▶ _Work instructions_
Lines from the one containing "Task: find each instance of the large" through the last line of the data are to be repeated word for word, both ends included.

----- Records to process -----

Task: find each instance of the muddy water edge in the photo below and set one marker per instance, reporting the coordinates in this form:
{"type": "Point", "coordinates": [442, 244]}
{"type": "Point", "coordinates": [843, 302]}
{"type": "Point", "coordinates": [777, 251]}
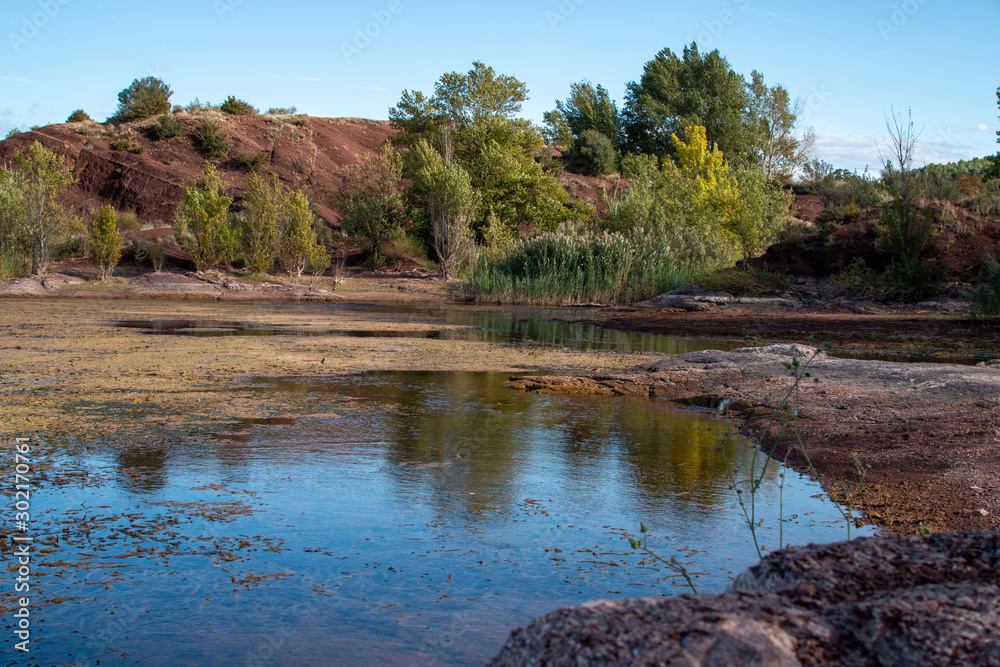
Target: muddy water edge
{"type": "Point", "coordinates": [144, 547]}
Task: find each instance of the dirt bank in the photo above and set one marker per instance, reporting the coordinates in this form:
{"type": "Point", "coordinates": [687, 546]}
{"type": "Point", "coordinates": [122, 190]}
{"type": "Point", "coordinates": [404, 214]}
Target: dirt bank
{"type": "Point", "coordinates": [925, 435]}
{"type": "Point", "coordinates": [78, 281]}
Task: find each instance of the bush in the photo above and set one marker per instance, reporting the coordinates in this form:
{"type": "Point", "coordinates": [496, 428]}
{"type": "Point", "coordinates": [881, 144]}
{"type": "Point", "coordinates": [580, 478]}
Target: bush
{"type": "Point", "coordinates": [251, 161]}
{"type": "Point", "coordinates": [560, 269]}
{"type": "Point", "coordinates": [593, 154]}
{"type": "Point", "coordinates": [205, 215]}
{"type": "Point", "coordinates": [167, 128]}
{"type": "Point", "coordinates": [145, 98]}
{"type": "Point", "coordinates": [752, 281]}
{"type": "Point", "coordinates": [126, 145]}
{"type": "Point", "coordinates": [237, 107]}
{"type": "Point", "coordinates": [987, 300]}
{"type": "Point", "coordinates": [212, 140]}
{"type": "Point", "coordinates": [104, 247]}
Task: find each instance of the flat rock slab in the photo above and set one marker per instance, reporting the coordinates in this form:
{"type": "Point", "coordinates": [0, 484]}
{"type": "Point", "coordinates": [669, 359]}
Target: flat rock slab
{"type": "Point", "coordinates": [873, 601]}
{"type": "Point", "coordinates": [925, 436]}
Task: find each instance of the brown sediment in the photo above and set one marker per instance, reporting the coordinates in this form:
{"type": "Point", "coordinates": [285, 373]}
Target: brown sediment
{"type": "Point", "coordinates": [913, 444]}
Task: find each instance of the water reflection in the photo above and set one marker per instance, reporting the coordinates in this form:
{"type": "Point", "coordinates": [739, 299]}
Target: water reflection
{"type": "Point", "coordinates": [418, 527]}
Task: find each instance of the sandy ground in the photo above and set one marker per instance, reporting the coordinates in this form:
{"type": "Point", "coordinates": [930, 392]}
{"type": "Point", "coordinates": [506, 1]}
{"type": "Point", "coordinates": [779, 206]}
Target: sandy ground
{"type": "Point", "coordinates": [67, 372]}
{"type": "Point", "coordinates": [909, 446]}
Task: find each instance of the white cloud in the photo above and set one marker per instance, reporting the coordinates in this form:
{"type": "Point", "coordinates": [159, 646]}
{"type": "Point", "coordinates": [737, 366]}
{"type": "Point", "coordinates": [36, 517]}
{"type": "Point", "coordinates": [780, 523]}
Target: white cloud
{"type": "Point", "coordinates": [375, 88]}
{"type": "Point", "coordinates": [859, 151]}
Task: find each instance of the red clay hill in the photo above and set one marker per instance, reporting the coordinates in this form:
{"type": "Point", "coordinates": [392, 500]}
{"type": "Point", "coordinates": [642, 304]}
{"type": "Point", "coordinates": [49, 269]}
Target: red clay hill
{"type": "Point", "coordinates": [303, 151]}
{"type": "Point", "coordinates": [150, 175]}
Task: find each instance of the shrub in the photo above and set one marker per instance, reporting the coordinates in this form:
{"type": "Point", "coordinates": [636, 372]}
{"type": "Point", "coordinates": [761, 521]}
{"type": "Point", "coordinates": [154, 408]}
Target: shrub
{"type": "Point", "coordinates": [205, 214]}
{"type": "Point", "coordinates": [251, 161]}
{"type": "Point", "coordinates": [104, 247]}
{"type": "Point", "coordinates": [265, 208]}
{"type": "Point", "coordinates": [987, 300]}
{"type": "Point", "coordinates": [593, 154]}
{"type": "Point", "coordinates": [751, 281]}
{"type": "Point", "coordinates": [212, 140]}
{"type": "Point", "coordinates": [371, 200]}
{"type": "Point", "coordinates": [145, 98]}
{"type": "Point", "coordinates": [237, 107]}
{"type": "Point", "coordinates": [299, 248]}
{"type": "Point", "coordinates": [196, 106]}
{"type": "Point", "coordinates": [560, 268]}
{"type": "Point", "coordinates": [126, 145]}
{"type": "Point", "coordinates": [167, 127]}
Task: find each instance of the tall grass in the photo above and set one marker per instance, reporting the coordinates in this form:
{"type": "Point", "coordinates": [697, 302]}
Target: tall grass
{"type": "Point", "coordinates": [13, 265]}
{"type": "Point", "coordinates": [562, 269]}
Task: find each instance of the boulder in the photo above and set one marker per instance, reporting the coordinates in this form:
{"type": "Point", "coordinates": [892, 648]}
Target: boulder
{"type": "Point", "coordinates": [871, 601]}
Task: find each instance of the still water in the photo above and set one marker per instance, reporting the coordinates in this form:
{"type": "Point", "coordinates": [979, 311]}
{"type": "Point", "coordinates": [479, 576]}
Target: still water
{"type": "Point", "coordinates": [414, 518]}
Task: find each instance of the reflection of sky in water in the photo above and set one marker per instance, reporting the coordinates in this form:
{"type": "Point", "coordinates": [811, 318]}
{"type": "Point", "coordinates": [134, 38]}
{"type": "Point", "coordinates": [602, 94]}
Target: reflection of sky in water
{"type": "Point", "coordinates": [419, 529]}
{"type": "Point", "coordinates": [529, 327]}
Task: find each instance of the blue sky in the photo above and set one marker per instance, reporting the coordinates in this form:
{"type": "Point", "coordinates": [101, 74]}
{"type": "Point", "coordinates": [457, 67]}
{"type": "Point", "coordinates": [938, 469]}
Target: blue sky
{"type": "Point", "coordinates": [850, 61]}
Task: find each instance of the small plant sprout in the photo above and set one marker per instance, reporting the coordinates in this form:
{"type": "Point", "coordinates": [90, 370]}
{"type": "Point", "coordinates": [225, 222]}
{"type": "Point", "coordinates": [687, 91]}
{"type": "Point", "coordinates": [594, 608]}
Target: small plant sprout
{"type": "Point", "coordinates": [672, 563]}
{"type": "Point", "coordinates": [782, 425]}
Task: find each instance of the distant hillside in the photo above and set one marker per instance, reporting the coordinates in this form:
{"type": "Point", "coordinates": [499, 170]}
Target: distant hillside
{"type": "Point", "coordinates": [974, 166]}
{"type": "Point", "coordinates": [303, 151]}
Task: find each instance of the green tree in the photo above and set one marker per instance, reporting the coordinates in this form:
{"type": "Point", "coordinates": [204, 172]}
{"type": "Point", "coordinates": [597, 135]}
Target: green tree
{"type": "Point", "coordinates": [754, 208]}
{"type": "Point", "coordinates": [372, 201]}
{"type": "Point", "coordinates": [212, 140]}
{"type": "Point", "coordinates": [265, 206]}
{"type": "Point", "coordinates": [205, 214]}
{"type": "Point", "coordinates": [15, 239]}
{"type": "Point", "coordinates": [586, 108]}
{"type": "Point", "coordinates": [677, 92]}
{"type": "Point", "coordinates": [593, 154]}
{"type": "Point", "coordinates": [497, 150]}
{"type": "Point", "coordinates": [300, 248]}
{"type": "Point", "coordinates": [144, 98]}
{"type": "Point", "coordinates": [45, 218]}
{"type": "Point", "coordinates": [994, 169]}
{"type": "Point", "coordinates": [104, 247]}
{"type": "Point", "coordinates": [772, 117]}
{"type": "Point", "coordinates": [902, 232]}
{"type": "Point", "coordinates": [451, 205]}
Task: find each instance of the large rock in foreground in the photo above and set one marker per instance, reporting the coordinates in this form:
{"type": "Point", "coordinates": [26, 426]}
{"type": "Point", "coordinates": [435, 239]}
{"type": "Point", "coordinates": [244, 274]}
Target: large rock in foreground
{"type": "Point", "coordinates": [872, 601]}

-----

▶ _Output for this exercise_
Task: find each instance of the large rock in foreground in the photo above and set one marker per instance, reporting the coordinates in this form:
{"type": "Point", "coordinates": [26, 426]}
{"type": "Point", "coordinates": [435, 239]}
{"type": "Point", "coordinates": [244, 274]}
Target: large rock in foreground
{"type": "Point", "coordinates": [872, 601]}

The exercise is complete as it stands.